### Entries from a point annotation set
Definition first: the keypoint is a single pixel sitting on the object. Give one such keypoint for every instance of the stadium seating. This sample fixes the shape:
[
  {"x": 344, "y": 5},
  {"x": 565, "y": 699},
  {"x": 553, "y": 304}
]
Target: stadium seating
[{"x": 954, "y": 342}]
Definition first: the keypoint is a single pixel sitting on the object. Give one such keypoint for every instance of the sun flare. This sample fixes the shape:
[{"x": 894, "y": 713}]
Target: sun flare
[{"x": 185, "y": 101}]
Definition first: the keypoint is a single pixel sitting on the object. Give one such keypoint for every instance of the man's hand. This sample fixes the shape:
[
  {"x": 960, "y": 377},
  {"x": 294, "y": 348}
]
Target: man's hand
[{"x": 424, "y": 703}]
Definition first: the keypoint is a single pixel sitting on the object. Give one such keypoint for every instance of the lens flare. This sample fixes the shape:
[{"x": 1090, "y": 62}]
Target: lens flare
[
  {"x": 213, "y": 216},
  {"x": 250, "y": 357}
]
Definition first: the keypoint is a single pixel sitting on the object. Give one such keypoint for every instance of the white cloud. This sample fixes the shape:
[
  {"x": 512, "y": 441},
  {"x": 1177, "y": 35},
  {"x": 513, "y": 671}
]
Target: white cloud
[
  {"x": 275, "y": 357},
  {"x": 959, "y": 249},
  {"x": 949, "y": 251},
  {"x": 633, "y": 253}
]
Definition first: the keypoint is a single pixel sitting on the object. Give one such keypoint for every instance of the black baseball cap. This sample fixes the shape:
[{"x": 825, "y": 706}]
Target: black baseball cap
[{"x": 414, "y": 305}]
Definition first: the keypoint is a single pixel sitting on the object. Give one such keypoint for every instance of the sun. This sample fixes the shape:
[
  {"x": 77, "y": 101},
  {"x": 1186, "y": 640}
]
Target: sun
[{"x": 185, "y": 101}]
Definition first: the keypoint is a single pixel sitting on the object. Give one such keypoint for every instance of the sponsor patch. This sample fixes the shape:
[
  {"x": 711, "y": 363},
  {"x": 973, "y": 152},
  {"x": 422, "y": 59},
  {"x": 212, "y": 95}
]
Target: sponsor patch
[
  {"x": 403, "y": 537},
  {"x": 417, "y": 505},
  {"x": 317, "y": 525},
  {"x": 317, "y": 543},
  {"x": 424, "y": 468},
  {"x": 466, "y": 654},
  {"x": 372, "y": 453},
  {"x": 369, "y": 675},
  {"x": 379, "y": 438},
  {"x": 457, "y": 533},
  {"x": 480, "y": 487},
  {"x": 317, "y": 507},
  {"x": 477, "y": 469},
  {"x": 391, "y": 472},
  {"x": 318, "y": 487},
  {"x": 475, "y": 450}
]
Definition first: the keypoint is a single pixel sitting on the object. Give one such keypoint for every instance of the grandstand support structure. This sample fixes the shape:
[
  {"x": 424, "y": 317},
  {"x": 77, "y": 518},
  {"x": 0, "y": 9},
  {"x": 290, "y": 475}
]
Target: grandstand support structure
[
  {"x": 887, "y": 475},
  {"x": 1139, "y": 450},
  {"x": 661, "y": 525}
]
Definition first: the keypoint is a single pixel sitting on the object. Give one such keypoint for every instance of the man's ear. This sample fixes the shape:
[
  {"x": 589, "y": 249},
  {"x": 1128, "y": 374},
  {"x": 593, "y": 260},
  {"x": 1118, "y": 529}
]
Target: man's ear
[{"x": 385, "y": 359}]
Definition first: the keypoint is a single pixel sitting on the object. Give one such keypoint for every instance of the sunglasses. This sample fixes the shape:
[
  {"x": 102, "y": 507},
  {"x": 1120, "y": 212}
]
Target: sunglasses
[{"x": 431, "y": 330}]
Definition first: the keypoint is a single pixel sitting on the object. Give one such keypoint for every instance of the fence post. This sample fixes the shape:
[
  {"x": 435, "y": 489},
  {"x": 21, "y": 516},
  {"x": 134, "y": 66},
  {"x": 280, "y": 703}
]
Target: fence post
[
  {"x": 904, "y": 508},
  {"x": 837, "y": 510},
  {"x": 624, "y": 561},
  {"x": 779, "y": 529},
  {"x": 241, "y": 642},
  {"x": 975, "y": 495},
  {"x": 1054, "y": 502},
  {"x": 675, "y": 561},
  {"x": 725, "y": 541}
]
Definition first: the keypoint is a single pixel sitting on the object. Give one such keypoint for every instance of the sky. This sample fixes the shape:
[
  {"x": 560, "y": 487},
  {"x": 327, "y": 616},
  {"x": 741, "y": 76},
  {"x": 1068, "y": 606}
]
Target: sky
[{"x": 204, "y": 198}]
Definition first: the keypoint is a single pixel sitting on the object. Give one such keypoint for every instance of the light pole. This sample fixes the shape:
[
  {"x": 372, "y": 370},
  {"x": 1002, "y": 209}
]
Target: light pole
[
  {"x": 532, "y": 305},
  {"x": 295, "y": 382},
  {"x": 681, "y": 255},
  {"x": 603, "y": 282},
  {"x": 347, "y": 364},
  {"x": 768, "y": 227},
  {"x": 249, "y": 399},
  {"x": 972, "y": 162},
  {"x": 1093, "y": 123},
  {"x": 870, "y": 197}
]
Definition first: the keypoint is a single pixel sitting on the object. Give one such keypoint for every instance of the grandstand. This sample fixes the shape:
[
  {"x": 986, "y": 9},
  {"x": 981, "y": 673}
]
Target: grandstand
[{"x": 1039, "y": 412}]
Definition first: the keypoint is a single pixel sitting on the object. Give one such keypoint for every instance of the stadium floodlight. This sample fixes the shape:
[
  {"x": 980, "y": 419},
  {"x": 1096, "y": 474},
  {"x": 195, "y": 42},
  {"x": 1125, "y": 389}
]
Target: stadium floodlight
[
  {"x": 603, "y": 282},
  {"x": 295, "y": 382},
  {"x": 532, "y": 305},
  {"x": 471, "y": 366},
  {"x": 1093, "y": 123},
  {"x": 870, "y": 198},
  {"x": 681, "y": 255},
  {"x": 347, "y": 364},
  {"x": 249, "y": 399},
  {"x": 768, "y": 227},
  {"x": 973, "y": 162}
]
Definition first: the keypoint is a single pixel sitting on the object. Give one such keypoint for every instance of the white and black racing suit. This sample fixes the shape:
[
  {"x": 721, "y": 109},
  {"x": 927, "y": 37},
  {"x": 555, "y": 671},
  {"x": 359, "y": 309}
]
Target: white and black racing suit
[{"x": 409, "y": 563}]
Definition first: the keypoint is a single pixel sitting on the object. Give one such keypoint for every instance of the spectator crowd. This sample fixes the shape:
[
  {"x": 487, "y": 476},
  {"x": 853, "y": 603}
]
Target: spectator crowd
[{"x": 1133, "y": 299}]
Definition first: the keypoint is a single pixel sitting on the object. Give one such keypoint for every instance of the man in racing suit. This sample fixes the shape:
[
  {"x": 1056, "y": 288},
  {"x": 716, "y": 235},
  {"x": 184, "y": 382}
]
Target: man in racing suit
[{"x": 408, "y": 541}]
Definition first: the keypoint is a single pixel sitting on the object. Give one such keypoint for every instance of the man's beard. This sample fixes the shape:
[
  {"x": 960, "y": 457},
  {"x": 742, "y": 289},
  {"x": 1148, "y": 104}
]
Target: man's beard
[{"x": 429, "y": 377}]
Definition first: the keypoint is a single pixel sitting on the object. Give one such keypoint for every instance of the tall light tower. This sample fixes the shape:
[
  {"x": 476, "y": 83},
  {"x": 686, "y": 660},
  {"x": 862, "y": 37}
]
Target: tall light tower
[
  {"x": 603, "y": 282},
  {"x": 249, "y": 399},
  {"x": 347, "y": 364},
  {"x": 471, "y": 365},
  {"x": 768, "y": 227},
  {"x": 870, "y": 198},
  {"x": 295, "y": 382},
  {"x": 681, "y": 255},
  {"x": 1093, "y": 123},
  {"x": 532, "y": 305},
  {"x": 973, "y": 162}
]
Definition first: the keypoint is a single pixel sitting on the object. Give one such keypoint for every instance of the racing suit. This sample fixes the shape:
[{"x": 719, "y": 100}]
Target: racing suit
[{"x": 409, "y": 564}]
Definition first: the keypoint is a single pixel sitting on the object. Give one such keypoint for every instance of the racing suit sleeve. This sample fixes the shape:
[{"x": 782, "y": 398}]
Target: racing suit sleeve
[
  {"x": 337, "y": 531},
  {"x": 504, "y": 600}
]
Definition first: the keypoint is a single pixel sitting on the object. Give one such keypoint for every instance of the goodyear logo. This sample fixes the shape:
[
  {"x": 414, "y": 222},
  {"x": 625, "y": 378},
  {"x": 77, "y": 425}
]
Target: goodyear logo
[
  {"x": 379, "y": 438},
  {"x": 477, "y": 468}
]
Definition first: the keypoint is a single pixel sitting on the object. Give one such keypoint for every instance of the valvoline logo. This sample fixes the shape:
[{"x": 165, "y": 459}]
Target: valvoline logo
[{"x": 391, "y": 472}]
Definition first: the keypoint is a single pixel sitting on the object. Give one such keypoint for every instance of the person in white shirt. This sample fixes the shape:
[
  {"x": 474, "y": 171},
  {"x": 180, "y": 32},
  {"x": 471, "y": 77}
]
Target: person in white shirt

### Goal
Output the lines that run from the line containing "racing suit sleeve." through the end of the items as a JSON list of strings, one string per line with blank lines left out. Include both end lines and no other lines.

### Result below
[
  "Definition first: the keypoint is a single pixel sitting on the object. Give one such keypoint for every instance of the racing suit sleeve. This sample fixes the shape:",
  "[{\"x\": 782, \"y\": 398}]",
  "Target: racing suit sleeve",
  "[",
  "  {\"x\": 337, \"y\": 531},",
  "  {\"x\": 504, \"y\": 600}",
  "]",
  "Definition first: the keypoint is a single pixel sitting on the object. Give one such keypoint for every instance of the goodyear logo. This sample fixes the shape:",
  "[",
  "  {\"x\": 414, \"y\": 222},",
  "  {\"x\": 625, \"y\": 378},",
  "  {\"x\": 77, \"y\": 425}",
  "]",
  "Target: goodyear logo",
  "[",
  "  {\"x\": 379, \"y\": 438},",
  "  {\"x\": 477, \"y\": 468}",
  "]",
  "Definition first: the keypoint is a single pixel sitting on the object. Give one such keypoint for every instance of the valvoline logo. This sample fixes the shape:",
  "[{\"x\": 165, \"y\": 459}]",
  "Target: valvoline logo",
  "[{\"x\": 391, \"y\": 472}]",
  "Definition first: the keypoint is a single pixel sitting on the object. Give one such keypoint for every instance of the person in white shirt. This sample fixes the shape:",
  "[",
  "  {\"x\": 474, \"y\": 171},",
  "  {\"x\": 180, \"y\": 32},",
  "  {\"x\": 471, \"y\": 77}",
  "]",
  "Target: person in white shirt"
]